■ WHAT THE EXERCISE ASKS
Reproduce every line of the listing below word for word, leaving nothing out.

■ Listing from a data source
***

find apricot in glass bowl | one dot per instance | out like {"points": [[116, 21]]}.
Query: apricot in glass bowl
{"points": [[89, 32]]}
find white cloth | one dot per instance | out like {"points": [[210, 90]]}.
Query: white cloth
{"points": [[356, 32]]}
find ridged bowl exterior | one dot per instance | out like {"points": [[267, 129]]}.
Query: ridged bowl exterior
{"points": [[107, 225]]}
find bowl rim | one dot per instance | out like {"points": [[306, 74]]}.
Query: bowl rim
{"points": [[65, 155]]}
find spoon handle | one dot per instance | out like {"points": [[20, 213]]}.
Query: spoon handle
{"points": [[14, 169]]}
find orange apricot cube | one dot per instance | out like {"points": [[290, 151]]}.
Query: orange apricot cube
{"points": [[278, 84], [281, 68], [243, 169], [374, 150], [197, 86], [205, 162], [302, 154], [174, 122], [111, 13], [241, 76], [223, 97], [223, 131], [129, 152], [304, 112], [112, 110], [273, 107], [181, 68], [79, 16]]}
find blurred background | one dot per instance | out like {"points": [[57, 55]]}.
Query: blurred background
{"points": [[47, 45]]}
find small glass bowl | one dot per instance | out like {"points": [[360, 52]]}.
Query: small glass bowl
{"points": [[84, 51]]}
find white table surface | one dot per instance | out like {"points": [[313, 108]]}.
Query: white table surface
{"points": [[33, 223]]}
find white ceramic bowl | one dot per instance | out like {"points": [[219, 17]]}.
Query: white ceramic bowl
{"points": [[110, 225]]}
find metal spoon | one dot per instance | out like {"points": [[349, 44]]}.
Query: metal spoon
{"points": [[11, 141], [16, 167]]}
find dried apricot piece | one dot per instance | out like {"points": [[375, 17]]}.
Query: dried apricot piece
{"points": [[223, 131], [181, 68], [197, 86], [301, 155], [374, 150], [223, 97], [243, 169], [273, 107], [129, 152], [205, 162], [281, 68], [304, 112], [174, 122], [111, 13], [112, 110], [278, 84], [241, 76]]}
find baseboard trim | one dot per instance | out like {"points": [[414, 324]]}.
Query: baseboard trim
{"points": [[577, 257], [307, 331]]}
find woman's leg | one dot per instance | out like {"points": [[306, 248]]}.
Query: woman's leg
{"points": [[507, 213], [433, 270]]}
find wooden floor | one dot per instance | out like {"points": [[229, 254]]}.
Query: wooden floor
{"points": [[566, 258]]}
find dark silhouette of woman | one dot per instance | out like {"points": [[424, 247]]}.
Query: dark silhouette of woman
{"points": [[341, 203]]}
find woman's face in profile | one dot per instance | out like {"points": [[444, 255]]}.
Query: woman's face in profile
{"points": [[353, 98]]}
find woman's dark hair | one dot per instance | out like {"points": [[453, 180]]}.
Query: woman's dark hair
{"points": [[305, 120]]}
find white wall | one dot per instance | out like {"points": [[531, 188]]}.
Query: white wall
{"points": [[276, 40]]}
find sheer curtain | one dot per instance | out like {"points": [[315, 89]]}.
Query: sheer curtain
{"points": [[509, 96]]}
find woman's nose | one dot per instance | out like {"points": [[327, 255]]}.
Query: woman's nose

***

■ TASK ANSWER
find apricot in glass bowl | one dot per instance | out like {"points": [[116, 21]]}.
Query: apricot in glass bowl
{"points": [[89, 32]]}
find white cloth | one dot per instance | out like {"points": [[210, 90]]}.
Query: white cloth
{"points": [[356, 32]]}
find ridged bowl exterior | one dot per instance | out like {"points": [[267, 129]]}.
Query: ridged bowl exterior
{"points": [[107, 225]]}
find bowl rim | one dot per instance | out like {"points": [[306, 74]]}.
Query: bowl rim
{"points": [[65, 155]]}
find spoon handle | one dot per instance | out like {"points": [[20, 213]]}.
Query: spoon handle
{"points": [[14, 169]]}
find orange apricot cube | one dot per instance | out like {"points": [[290, 151]]}.
Query: orange apricot cube
{"points": [[278, 84], [281, 68], [243, 169], [374, 150], [197, 86], [205, 162], [302, 154], [174, 122], [111, 13], [241, 76], [223, 97], [223, 131], [129, 152], [304, 112], [112, 110], [273, 107], [181, 68], [79, 16]]}
find blurred background | one dot per instance | out like {"points": [[57, 55]]}.
Query: blurred background
{"points": [[47, 45]]}
find small glass bowl | one dot per instance | out like {"points": [[360, 52]]}.
Query: small glass bowl
{"points": [[84, 51]]}
find white table surface | one dot per instance | out like {"points": [[313, 108]]}.
Query: white table surface
{"points": [[33, 223]]}
find white ceramic bowl | one dot per instance | out like {"points": [[219, 17]]}.
Query: white ceramic bowl
{"points": [[110, 225]]}
find metal spoon | one dot per instance | out like {"points": [[349, 44]]}.
Query: metal spoon
{"points": [[11, 141], [16, 167]]}
find dried apricot piece | one dot per instance | out like {"points": [[375, 17]]}.
Query: dried apricot piece
{"points": [[223, 131], [181, 68], [197, 86], [301, 155], [374, 150], [223, 97], [243, 169], [273, 107], [129, 152], [205, 162], [281, 68], [304, 112], [174, 122], [111, 13], [112, 110], [278, 84], [241, 76]]}
find baseboard trim | one dot per instance | out like {"points": [[414, 324]]}.
Query: baseboard trim
{"points": [[577, 257], [307, 331]]}
find woman's leg | one dot per instance | out like {"points": [[306, 248]]}.
Query: woman's leg
{"points": [[507, 213], [433, 270]]}
find wooden floor | one dot per instance | out like {"points": [[229, 254]]}.
Query: wooden floor
{"points": [[566, 258]]}
find dark silhouette of woman | one dot per instance | out like {"points": [[424, 247]]}.
Query: dark silhouette of woman
{"points": [[341, 203]]}
find woman's face in profile | one dot per instance | out like {"points": [[444, 255]]}.
Query: woman's face in profile
{"points": [[353, 98]]}
find woman's dark hair | one dot per instance | out like {"points": [[453, 180]]}.
Query: woman's dark hair
{"points": [[305, 120]]}
find white wall | one dot per instance | out like {"points": [[531, 188]]}.
Query: white wall
{"points": [[276, 40]]}
find sheer curtain | one dot per instance | out like {"points": [[315, 89]]}.
Query: sheer curtain
{"points": [[509, 96]]}
find woman's nose | one dot per instance | out like {"points": [[327, 255]]}.
Query: woman's nose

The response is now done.